Word for word, repeat every entry that appears below.
--- GIVEN INFORMATION Enclosed Below ---
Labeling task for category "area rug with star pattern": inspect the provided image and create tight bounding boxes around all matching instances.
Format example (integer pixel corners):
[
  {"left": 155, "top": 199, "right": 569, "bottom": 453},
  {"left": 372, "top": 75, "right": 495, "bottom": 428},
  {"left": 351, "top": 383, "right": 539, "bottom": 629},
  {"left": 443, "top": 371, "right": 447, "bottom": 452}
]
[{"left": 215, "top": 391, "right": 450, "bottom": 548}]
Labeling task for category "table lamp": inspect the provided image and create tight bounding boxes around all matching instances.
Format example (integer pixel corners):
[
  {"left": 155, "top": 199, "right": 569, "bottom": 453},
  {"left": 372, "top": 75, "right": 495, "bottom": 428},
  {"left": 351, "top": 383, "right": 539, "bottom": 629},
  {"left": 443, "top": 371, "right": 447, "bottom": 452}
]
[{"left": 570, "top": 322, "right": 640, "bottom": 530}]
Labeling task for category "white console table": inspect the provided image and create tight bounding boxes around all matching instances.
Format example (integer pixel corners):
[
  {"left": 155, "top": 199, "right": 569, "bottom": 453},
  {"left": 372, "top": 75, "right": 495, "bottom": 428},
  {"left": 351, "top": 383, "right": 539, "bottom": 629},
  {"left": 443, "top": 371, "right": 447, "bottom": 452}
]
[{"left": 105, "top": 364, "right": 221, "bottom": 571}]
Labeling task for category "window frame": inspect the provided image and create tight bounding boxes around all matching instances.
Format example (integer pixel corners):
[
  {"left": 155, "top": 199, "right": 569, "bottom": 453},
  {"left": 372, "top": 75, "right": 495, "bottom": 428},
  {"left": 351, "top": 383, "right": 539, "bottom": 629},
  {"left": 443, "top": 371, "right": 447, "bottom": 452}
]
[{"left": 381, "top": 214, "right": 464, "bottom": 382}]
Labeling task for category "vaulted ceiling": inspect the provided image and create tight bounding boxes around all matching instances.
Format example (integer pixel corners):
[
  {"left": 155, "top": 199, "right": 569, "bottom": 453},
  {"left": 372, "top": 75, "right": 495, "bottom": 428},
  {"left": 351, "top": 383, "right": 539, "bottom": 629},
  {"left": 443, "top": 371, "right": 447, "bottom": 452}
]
--- End of Enclosed GIVEN INFORMATION ---
SOLUTION:
Labeling task for category "area rug with star pattern": inspect the provided image and create tight bounding boxes around all matching instances.
Format example (integer pixel corners):
[
  {"left": 155, "top": 199, "right": 569, "bottom": 453},
  {"left": 372, "top": 75, "right": 495, "bottom": 428},
  {"left": 351, "top": 383, "right": 539, "bottom": 629},
  {"left": 443, "top": 371, "right": 447, "bottom": 452}
]
[{"left": 215, "top": 391, "right": 450, "bottom": 548}]
Labeling task for category "table lamp": inspect the provided image and create tight bounding boxes around all matching instances.
Format example (integer pixel corners):
[
  {"left": 155, "top": 199, "right": 569, "bottom": 453},
  {"left": 372, "top": 75, "right": 495, "bottom": 428},
  {"left": 351, "top": 383, "right": 539, "bottom": 629},
  {"left": 443, "top": 371, "right": 447, "bottom": 452}
]
[{"left": 570, "top": 322, "right": 640, "bottom": 530}]
Labeling task for category "white console table": inspect the provided image and create tight bounding boxes around all matching instances.
Format example (integer pixel corners):
[
  {"left": 155, "top": 199, "right": 569, "bottom": 453},
  {"left": 372, "top": 75, "right": 495, "bottom": 428},
  {"left": 351, "top": 383, "right": 539, "bottom": 629},
  {"left": 443, "top": 371, "right": 447, "bottom": 452}
]
[{"left": 105, "top": 364, "right": 221, "bottom": 571}]
Labeling task for category "window frame": inspect the provided image and create tight bounding boxes around all matching instances.
Format example (integer pixel corners):
[
  {"left": 155, "top": 199, "right": 569, "bottom": 453},
  {"left": 372, "top": 75, "right": 495, "bottom": 428},
  {"left": 351, "top": 383, "right": 539, "bottom": 629},
  {"left": 443, "top": 371, "right": 447, "bottom": 452}
]
[{"left": 381, "top": 214, "right": 464, "bottom": 382}]
Labeling task for category "vaulted ceiling": inspect the provided image and create tight bounding boxes around all matching instances.
Format example (integer pixel corners):
[
  {"left": 155, "top": 199, "right": 569, "bottom": 453},
  {"left": 372, "top": 75, "right": 495, "bottom": 428},
  {"left": 351, "top": 383, "right": 539, "bottom": 629},
  {"left": 443, "top": 371, "right": 447, "bottom": 452}
]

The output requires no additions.